Dataset excerpts
• • • •

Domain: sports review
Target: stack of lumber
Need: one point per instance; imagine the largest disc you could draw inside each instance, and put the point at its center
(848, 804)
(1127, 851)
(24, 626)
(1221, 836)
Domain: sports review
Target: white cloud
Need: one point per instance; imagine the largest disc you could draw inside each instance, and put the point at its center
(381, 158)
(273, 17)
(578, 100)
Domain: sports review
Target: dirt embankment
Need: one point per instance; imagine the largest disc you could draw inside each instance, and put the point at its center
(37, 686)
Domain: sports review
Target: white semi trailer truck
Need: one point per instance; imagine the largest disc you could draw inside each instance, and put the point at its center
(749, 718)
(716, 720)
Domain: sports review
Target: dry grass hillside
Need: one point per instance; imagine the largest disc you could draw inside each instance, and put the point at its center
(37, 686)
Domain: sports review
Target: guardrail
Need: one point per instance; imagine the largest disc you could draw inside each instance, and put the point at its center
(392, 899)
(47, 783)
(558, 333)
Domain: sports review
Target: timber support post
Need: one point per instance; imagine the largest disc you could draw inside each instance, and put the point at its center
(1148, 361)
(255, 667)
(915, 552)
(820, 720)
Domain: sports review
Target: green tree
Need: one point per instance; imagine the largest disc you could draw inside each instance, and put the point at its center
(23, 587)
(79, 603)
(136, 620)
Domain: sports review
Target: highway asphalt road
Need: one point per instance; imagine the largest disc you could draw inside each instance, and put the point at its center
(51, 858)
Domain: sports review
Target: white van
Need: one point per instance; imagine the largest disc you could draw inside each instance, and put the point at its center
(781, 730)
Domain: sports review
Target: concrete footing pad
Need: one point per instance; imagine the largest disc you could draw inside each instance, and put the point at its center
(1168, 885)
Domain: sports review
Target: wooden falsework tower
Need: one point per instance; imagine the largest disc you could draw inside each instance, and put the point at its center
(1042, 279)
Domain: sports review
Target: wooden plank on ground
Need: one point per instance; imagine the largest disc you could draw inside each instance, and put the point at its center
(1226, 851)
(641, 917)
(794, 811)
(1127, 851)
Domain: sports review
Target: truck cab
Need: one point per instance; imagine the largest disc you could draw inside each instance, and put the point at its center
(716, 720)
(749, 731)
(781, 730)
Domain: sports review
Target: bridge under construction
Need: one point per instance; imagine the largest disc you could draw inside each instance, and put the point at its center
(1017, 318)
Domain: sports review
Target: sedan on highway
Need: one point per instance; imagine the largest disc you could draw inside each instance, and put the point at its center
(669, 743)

• • • •

#### WORK ITEM
Exactly as shown above, return all of the entries.

#### ANSWER TO THE EXERCISE
Domain: sports review
Target: stack of lumber
Need: one point per instance; imagine the largest disc you could draw inside each instance, and put the point at its center
(848, 804)
(1127, 851)
(24, 626)
(1221, 836)
Domain: sports review
Target: white cloud
Need: one point per instance; imagine the largest disc you could draw inside each instance, and put the point at its center
(381, 158)
(273, 17)
(578, 100)
Domain: sports review
Target: dirt embankment
Need: one point per instance; imagine the largest disc you could draw inside each instance, and put the point at its center
(37, 686)
Domain: sports review
Target: white semi trailer truck
Need: one point per instance; imagine the largest disc you could draw inside each instance, and put the point at its center
(749, 718)
(716, 720)
Domain: sports review
Target: dry grass hillside
Need: one point per instance; imagine the largest disc you could draw inside each instance, and put the point at its center
(37, 686)
Domain: sports review
Target: guardrail
Need: one point per instance; imagine the largest disc you could draw inside each instance, and put the point at its center
(392, 899)
(47, 783)
(558, 333)
Domain: sports review
Target: timber support post
Need: one point per instance; imagine the largest disc you could draw inside each instance, and put the point at its center
(1148, 361)
(255, 667)
(915, 552)
(820, 720)
Domain: sports review
Target: green tree
Need: one point per instance; imagine the largest disc you could draw inside each instance, and put the point at its center
(23, 587)
(79, 603)
(136, 620)
Domain: sports review
Target: highway asphalt road
Need: one point per instance; imagine the largest disc you could draw inside each instance, and put the point at its center
(51, 858)
Domain: sports review
Target: white van
Need: one point per instance; imagine the largest disc you could draw inside each instance, and put the point at its center
(781, 730)
Domain: sports review
Target: concrete footing pad
Need: one point per instance; imagine the largest disc you could draw inside each instance, and put the point at its center
(1168, 885)
Domain: sports review
Target: wooden falsework tower
Need: one point per instance; imagine the largest disc you could draw inside each instance, and put the point at its center
(1042, 279)
Domain: sports review
Target: wooden plank on ground
Need: one point per instance; imagine the largest disc you could draw inside each instance, and put the point at its center
(1226, 851)
(641, 917)
(794, 811)
(1127, 851)
Domain: sports review
Target: truck cab
Need: one point per instance; imagine the largest disc you could draw inside each instance, and put the point at its center
(716, 720)
(749, 731)
(781, 730)
Domain: sports review
Target: bridge under construction
Need: one point per instance; imagine the largest disc you could draw inside each instance, and put the point at its center
(1017, 318)
Domain: sports review
Target: sedan on highway
Need: one point per instance; imagine the largest disc you could draw inside each instance, and put the point at its center
(669, 743)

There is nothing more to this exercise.